▶ _Texto citado_
####
SEGUNDA PARTE
CAPÍTULO IX
CÓMO CELEBRAN INDIOS Y ESPAÑOLES LA FIESTA DEL SANTÍSIMO SACRAMENTO EN EL COZCO. UNA PENDENCIA PARTICULAR QUE LOS INDIOS TUVIERON EN UNA FIESTA DE AQUÉLLAS
Porque la historia pide que cada suceso se cuente en su tiempo y lugar, ponemos estos dos siguientes al principio de este libro octavo, porque sucedieron en el Cozco después de la guerra de Francisco Hernández Girón y antes de la llegada del visorrey que los de aquel reino esperaban. Guardando, pues, esta regla, decimos que la fiesta que los católicos llamamos Corpus Christi se celebraba solemnísimamente en la ciudad de Cozco después que se acabaron las guerras que el demonio inventó en aquel imperio por estorbar la predicación de nuestro Santo Evangelio, que la postrera fue la de Francisco Hernández Girón, y plega a Dios que lo sea. La misma solemnidad habrá ahora, y mucho mayor, porque después de aquella guerra que se acabó al fin del año de mil y quinientos y cincuenta y cuatro, han sucedido cincuenta y siete años de paz hasta el presente, que es de mil y seiscientos y once, cuando se escribe este capítulo.
Mi intención no es sino escribir los sucesos de aquellos tiempos y dejar los presentes para los que quisieron tomar el trabajo de escribirlos. Entonces había en aquella ciudad cerca de ochenta vecinos, todos caballeros nobles, hijosdalgo, que por vecinos (como en otras partes lo hemos dicho) se entienden los señores de vasallos que tienen repartimientos de indios. Cada uno de ellos tenía cuidado de adornar las andas que sus vasallos habían de llevar en la procesión de la fiesta. Componíanlas con seda y oro, y muchas ricas joyas, con esmeralda y otras piedras preciosas. Y dentro en las andas ponían la imagen de Nuestro Señor o de Nuestra Señora, o de otro santo o santa de la devoción del español, o de los indios sus vasallos. Semejaban las andas a las que en España llevan las cofradías en las tales fiestas.
####
▶ _Completa lo siguiente_
a: Enumera todos los materiales y adornos con que se componían las andas, según el relato sobre el Corpus Christi en el Cozco.
b: Reanuda el relato sobre el Corpus Christi en el Cozco justo después de su última oración.

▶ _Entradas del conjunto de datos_
####
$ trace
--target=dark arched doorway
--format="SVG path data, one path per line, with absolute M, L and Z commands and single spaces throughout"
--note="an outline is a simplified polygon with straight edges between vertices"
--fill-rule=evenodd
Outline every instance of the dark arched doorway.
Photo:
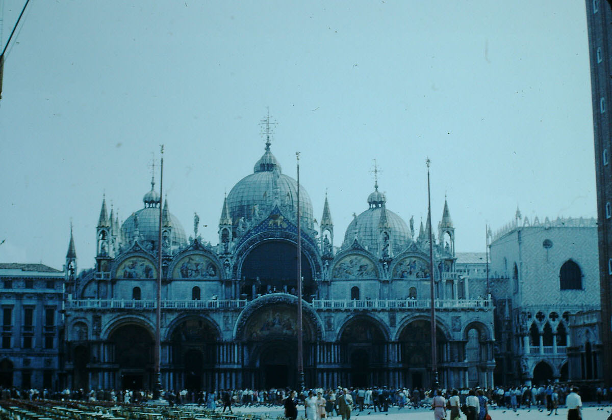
####
▶ _Resultados del ejercicio_
a:
- Seda
- Oro
- Muchas ricas joyas
- Esmeralda
- Otras piedras preciosas

b:
Los caciques de todo el distrito de aquella gran ciudad venían a ella a solemnizar la fiesta, acompañados de sus parientes y de toda la gente noble de sus provincias. Traían todas las galas, ornamentos e invenciones que en tiempo de sus reyes Incas usaban en la celebración de sus mayores fiestas (de las cuales dimos cuenta en la primera parte de estos Comentarios); cada nación traía el blasón de su linaje de donde se preciaba descender.
Unos venían (como pintan a Hércules) vestidos con la piel de león, y sus cabezas encajadas en las del animal, porque se preciaban descender de un león. Otros traían las alas de un ave muy grande que llaman cuntur, puestas a la espaldas, como las que pintan a los ángeles, porque se precian descender de aquella ave. Y así venían otros con otras divisas pintadas, como fuentes, ríos, lagos, sierras, montes, cuevas, porque decían que sus primeros padres salieron de aquellas cosas. Traían otras divisas extrañas con los vestidos chapados de oro y plata. Otros con guirnaldas de oro y plata; otros venían hechos monstruos, con máscaras feísimas, y en las manos pellejinas de diversos animales, como que los hubiesen cazado, haciendo grandes ademanes, fingiéndose locos y tontos, para agradar a sus reyes de todas maneras. Unos con grandezas y riquezas, y otros con locuras y miserias; y cada provincia con lo que le parecía que era mejor invención, de más solemnidad, de más fausto, de más gusto, de mayor disparate y locura; que bien entendían que la variedad de las cosas deleitaba la vista, y añadía gusto y contento a los ánimos. Con las cosas dichas, y otras muchas que se pueden imaginar, que yo no acierto a escribirlas, solemnizaban aquellos indios las fiestas de sus reyes. Con las mismas (aumentándolas todo lo más que podían) celebraban en mis tiempos la fiesta del Santísimo Sacramento, Dios verdadero, redentor y Señor nuestro. Y hacíanlo con grandísimo contento, como gente ya desengañada de las vanidades de su gentilidad pasada.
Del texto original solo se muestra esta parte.